| TO BE DONE |
Revise the listing from the line containing "Pinpoint the coconut." down to the line containing "0, 180, 16, 199", changing "Pinpoint" to "Locate" and leaving everything else as it is. Write out only those lines.

| DATA SECTION |
____________
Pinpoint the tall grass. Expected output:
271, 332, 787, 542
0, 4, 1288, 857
____________
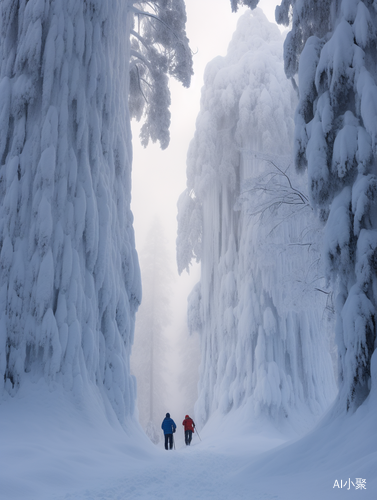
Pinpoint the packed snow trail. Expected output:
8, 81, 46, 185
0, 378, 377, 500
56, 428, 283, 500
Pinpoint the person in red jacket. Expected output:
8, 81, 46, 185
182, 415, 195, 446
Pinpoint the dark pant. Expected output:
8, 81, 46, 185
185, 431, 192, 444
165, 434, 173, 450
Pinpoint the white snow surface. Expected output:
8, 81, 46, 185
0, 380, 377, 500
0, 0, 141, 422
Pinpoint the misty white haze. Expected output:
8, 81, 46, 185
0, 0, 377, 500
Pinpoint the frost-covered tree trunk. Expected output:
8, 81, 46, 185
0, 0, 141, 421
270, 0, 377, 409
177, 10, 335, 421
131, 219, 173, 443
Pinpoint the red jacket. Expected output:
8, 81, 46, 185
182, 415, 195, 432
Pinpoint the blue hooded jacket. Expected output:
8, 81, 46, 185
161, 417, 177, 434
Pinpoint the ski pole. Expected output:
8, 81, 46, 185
____________
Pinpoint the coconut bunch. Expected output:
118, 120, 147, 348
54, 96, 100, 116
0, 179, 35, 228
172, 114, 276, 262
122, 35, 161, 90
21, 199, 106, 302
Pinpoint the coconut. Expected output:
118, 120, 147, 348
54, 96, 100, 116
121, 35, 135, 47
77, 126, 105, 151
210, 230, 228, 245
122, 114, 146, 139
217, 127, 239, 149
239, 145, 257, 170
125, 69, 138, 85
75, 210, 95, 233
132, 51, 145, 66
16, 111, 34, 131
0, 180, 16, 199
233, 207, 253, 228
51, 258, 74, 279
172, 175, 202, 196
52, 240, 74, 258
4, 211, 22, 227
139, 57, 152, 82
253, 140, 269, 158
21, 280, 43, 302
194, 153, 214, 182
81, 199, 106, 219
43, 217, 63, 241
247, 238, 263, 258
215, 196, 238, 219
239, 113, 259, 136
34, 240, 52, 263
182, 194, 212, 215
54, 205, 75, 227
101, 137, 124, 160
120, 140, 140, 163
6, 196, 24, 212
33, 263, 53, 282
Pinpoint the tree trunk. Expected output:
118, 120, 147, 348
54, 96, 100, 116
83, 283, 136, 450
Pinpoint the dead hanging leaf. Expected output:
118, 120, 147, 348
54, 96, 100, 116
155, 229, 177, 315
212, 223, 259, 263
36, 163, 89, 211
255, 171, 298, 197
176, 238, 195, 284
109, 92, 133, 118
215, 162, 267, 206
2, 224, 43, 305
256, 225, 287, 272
____________
| WRITTEN RESPONSE |
Locate the coconut. Expected output:
118, 120, 147, 348
54, 96, 100, 116
121, 35, 135, 47
77, 126, 105, 151
210, 230, 228, 245
122, 114, 146, 139
217, 127, 239, 149
239, 145, 257, 170
125, 69, 138, 85
75, 210, 95, 233
132, 51, 145, 66
16, 111, 34, 131
0, 180, 16, 199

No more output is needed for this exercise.